** GIVEN DATA **
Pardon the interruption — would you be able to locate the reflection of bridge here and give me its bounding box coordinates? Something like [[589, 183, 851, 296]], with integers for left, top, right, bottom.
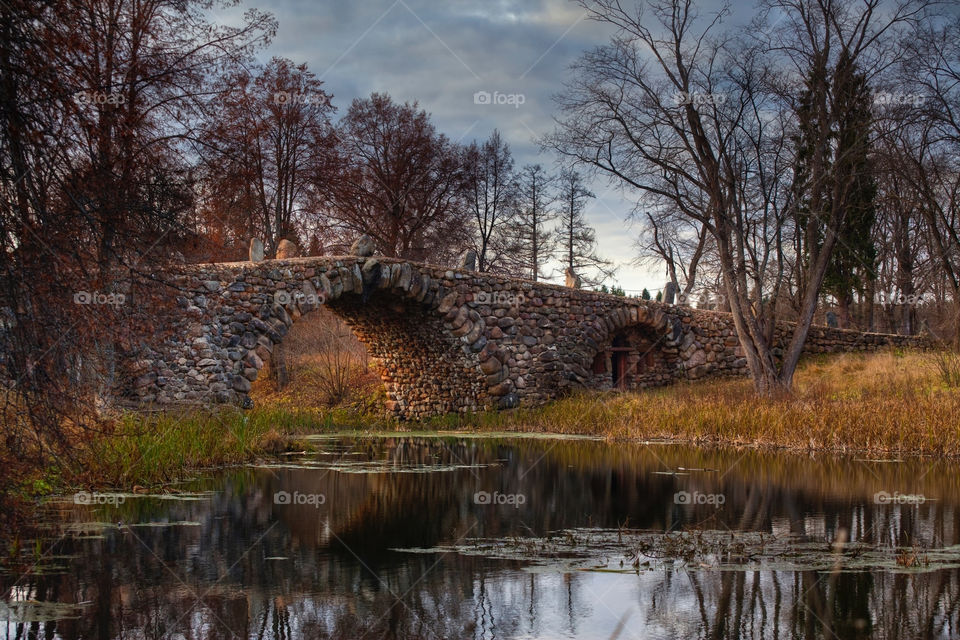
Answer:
[[125, 256, 916, 418]]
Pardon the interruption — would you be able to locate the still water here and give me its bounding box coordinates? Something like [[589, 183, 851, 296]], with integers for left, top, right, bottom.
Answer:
[[0, 434, 960, 639]]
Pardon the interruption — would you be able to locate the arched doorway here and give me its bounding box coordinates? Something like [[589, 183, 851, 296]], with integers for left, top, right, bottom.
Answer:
[[591, 325, 679, 390]]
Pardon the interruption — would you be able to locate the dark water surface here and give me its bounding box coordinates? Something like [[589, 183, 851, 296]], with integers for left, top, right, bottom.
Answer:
[[0, 435, 960, 639]]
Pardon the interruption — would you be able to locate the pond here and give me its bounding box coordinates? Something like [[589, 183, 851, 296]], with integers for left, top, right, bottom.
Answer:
[[0, 434, 960, 639]]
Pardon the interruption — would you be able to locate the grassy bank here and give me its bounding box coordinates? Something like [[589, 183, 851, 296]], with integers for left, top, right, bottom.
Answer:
[[13, 352, 960, 495], [462, 351, 960, 456]]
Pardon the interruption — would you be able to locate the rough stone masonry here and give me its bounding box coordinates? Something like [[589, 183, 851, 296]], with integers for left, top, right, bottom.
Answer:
[[122, 256, 923, 419]]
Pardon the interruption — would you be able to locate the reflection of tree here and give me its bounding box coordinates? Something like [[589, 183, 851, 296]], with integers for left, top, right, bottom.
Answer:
[[0, 437, 960, 640]]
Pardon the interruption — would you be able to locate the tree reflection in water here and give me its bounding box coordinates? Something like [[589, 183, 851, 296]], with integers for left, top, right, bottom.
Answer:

** SHORT TASK **
Reproduce every line of the data above verbatim, leaving the pictures out.

** WRITTEN ANSWER **
Pardon the interruption — would you be able to locate the reflection of bridge here and give me its bounding box coordinates? Something like [[589, 183, 851, 296]], with integers for left, top, right, bottom.
Answer:
[[125, 256, 916, 418]]
Pardon the interruption — would you be able to locate the still water here and give me its bounding box coordinates? Something like [[589, 183, 851, 296]], with integers for left, top, right, bottom.
Answer:
[[0, 434, 960, 639]]
Pardon the interruption — would you be able to locate the arched doorway here and give me its bounding box coordinates? Something like [[589, 183, 851, 296]], with integers for left, top, right, bottom.
Answer:
[[591, 325, 679, 390]]
Pardon the interruption — would you be able to locate the dark water surface here and give me its bounding box coordinates? Something like [[589, 183, 851, 296]], with integers for left, top, right, bottom.
Answer:
[[0, 435, 960, 639]]
Pardon the interruption — would you be able to locate the pond here and give me its bounding box coordinates? Something like [[589, 183, 851, 296]], with integers for left, top, right, bottom.
Answer:
[[0, 434, 960, 639]]
Pardon the interruption — would you be able to locate the grassy bank here and give me its bounding box coordinates? Something like [[589, 183, 851, 296]], with integers for left, top, right, bottom.
Answer:
[[13, 352, 960, 495], [462, 351, 960, 456]]
Pardon the interruption — would you be able to locate the rough stone masonry here and give me its bounding box coordinates? Something like [[589, 183, 851, 296]], with integers for left, top, right, bottom.
Answer:
[[122, 256, 923, 419]]
Pardon the interruption — would you be able to locate the reflection of tree here and give me its bounding box coordinates? Something like [[589, 183, 851, 296]], with integers for left, top, right, bottom.
Answer:
[[0, 437, 960, 640]]
Pardon the interruption — would you be able to locate the tree reflection in water here and give me its bounding box coordinates? Something like [[589, 183, 851, 296]], with integers for left, top, right, bottom.
Answer:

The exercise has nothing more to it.